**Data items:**
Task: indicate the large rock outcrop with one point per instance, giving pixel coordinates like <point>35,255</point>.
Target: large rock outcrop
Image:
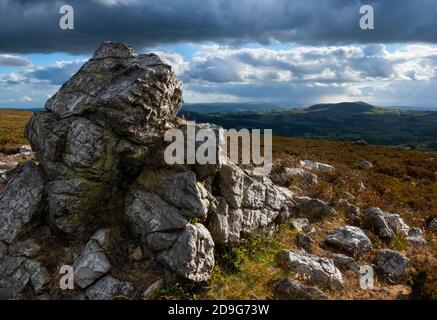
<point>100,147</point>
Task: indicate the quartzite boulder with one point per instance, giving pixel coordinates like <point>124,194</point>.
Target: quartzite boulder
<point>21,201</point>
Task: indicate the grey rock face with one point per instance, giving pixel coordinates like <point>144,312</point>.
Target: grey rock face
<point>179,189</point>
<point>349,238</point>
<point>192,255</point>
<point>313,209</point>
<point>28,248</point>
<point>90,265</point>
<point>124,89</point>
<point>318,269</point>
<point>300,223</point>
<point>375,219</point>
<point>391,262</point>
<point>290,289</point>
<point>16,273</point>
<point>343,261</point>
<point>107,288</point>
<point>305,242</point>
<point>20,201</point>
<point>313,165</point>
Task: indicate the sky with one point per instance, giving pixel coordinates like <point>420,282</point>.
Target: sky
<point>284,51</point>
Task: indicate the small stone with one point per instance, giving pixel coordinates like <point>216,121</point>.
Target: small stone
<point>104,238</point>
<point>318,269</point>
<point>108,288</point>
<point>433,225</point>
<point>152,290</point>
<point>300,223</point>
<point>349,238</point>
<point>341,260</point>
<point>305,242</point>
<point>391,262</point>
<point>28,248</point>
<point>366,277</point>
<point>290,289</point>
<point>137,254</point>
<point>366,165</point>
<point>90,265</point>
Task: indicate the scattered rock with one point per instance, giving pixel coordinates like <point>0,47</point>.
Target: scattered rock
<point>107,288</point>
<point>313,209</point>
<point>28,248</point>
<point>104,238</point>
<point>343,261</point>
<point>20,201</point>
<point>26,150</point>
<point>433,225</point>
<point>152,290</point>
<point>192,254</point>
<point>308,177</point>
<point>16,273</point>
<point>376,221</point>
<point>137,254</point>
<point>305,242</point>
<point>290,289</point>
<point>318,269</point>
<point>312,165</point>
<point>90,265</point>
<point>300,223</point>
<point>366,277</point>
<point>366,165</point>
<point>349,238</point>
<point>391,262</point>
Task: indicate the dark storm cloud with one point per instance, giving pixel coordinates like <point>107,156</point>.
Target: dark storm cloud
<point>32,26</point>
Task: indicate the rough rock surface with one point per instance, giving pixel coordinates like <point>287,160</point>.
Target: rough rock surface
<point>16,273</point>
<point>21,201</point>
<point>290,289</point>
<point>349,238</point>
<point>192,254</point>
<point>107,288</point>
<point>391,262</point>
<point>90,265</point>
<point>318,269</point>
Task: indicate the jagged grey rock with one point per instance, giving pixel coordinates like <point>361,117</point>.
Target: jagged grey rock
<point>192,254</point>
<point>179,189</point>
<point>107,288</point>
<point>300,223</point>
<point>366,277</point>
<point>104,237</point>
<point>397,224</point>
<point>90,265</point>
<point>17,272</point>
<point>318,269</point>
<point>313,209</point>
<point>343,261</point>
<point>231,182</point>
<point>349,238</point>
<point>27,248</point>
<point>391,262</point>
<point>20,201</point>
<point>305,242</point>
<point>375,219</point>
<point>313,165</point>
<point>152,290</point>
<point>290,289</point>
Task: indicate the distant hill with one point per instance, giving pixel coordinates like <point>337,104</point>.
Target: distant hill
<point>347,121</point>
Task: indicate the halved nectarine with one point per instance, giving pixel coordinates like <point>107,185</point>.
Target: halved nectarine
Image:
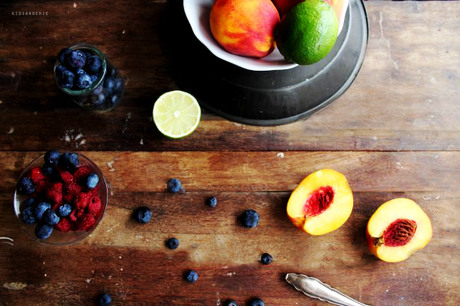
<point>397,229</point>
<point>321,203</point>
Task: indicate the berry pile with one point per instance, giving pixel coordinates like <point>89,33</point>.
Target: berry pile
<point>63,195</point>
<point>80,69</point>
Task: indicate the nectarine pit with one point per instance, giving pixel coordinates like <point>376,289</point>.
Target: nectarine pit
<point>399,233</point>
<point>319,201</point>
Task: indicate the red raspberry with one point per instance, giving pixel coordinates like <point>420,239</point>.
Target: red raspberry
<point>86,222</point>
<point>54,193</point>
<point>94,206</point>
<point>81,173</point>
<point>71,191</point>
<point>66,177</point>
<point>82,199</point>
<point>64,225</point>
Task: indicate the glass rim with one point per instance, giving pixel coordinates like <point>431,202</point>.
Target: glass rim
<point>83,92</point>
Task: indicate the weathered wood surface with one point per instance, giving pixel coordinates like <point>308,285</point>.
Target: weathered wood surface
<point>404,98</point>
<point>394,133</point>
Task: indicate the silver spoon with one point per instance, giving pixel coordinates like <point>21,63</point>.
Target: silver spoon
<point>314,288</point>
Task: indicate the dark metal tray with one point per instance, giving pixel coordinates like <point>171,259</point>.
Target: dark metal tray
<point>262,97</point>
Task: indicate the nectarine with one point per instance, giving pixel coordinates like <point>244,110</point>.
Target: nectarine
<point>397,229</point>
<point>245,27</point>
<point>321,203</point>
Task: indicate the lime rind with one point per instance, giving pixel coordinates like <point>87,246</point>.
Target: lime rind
---
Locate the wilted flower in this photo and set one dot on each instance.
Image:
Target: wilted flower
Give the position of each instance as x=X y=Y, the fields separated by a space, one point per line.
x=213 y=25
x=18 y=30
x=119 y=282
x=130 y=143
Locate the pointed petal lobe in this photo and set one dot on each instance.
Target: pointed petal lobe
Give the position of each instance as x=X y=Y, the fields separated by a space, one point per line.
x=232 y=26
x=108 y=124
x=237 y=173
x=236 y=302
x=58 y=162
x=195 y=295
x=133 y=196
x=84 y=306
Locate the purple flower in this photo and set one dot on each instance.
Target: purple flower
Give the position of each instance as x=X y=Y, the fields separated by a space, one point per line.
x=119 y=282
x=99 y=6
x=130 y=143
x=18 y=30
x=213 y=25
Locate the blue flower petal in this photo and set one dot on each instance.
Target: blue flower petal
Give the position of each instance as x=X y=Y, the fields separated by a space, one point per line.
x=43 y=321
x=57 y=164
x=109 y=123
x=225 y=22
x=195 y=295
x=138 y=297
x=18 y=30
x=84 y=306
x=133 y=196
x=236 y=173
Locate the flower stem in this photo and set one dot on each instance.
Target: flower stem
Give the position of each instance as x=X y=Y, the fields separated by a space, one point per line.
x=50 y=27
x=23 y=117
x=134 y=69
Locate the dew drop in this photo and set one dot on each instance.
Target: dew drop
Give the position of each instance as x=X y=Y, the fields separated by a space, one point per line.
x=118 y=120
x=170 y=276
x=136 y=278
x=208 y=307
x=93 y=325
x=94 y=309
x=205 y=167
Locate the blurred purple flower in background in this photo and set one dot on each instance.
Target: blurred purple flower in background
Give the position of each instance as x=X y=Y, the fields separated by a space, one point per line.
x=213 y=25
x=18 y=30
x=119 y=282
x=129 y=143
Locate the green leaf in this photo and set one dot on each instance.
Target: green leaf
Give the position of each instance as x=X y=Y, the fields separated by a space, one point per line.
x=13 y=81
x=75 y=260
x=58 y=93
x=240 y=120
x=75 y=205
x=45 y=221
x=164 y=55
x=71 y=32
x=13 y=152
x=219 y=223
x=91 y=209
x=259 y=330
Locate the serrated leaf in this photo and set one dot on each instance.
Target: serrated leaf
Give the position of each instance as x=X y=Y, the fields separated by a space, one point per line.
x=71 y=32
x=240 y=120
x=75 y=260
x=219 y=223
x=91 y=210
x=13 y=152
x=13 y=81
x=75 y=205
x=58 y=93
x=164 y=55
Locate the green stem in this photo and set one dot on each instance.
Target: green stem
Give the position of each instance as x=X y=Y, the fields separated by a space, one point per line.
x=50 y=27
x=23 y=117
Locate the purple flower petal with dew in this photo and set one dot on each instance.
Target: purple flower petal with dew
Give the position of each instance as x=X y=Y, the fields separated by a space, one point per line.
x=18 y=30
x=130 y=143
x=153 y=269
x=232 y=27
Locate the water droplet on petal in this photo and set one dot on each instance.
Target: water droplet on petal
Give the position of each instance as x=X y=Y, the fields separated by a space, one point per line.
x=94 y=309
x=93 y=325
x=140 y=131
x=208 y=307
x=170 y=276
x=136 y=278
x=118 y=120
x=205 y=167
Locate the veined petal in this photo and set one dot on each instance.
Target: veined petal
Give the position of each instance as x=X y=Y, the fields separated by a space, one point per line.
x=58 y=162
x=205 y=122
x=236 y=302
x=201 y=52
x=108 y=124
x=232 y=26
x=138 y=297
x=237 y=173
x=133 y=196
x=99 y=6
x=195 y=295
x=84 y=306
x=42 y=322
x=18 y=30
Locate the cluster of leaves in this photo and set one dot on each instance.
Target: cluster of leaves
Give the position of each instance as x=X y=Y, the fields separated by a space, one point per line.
==
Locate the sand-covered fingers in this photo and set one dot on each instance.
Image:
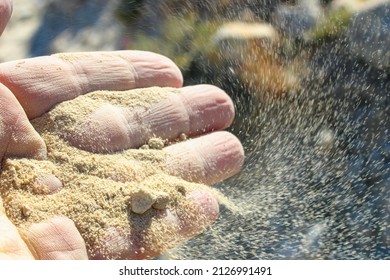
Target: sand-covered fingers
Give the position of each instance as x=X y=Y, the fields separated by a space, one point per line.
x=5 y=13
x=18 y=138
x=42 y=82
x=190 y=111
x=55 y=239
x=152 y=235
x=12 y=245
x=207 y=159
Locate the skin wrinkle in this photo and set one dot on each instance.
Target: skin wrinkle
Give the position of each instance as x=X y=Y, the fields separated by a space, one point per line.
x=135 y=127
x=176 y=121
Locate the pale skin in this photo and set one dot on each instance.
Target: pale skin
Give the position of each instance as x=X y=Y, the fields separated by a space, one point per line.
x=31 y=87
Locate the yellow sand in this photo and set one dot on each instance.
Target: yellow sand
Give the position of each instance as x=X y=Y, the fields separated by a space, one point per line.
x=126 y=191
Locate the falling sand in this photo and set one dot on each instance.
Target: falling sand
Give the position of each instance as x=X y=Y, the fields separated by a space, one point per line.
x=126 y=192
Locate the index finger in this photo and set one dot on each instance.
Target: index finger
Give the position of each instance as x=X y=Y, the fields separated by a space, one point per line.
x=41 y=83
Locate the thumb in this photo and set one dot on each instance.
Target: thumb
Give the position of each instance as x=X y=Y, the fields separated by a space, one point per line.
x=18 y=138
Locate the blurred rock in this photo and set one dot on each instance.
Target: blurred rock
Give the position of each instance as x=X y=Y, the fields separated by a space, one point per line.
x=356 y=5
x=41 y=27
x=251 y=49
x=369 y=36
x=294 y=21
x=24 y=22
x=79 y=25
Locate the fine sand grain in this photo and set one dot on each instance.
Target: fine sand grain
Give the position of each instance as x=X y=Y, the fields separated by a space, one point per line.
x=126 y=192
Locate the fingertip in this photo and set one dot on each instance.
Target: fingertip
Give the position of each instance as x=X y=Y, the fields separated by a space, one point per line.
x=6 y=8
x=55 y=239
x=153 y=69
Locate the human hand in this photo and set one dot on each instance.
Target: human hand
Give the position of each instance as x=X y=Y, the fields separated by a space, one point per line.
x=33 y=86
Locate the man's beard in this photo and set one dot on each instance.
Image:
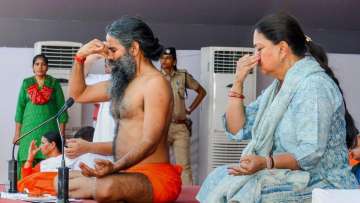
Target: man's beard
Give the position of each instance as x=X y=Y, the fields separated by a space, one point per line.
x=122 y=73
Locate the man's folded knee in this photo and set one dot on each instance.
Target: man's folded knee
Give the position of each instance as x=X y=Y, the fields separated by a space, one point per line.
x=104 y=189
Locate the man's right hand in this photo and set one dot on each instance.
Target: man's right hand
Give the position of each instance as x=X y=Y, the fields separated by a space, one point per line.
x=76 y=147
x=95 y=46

**About this task:** Write down, word for word, the lines above from the one containing "Locate the dew" through the one containing "Target: serrated leaf", both ends included.

**Task solution:**
Locate the dew drop in this photo and set one dot on each instance.
Target: dew drop
Give the position of each instance as x=X y=Y, the fields separated by a space, one point per line.
x=118 y=120
x=170 y=276
x=136 y=278
x=208 y=307
x=93 y=325
x=94 y=309
x=205 y=167
Locate the blurred purple flower in background in this photo and set one dot on each instance.
Target: blurred purple flower in background
Give the position of each instance as x=X y=Y, the fields separated by a space, one point per line.
x=213 y=25
x=18 y=30
x=119 y=282
x=129 y=143
Locate the green leaf in this photo and set one dot on each instance.
Target: green leaf
Give the position of each instance as x=X y=Y, the fields separated by a space, one point per line.
x=13 y=81
x=75 y=260
x=58 y=93
x=240 y=120
x=75 y=205
x=45 y=221
x=164 y=55
x=71 y=32
x=13 y=152
x=219 y=223
x=91 y=209
x=259 y=330
Locate the serrated leaf in this photo and set one dot on each instance.
Target: serrated leaf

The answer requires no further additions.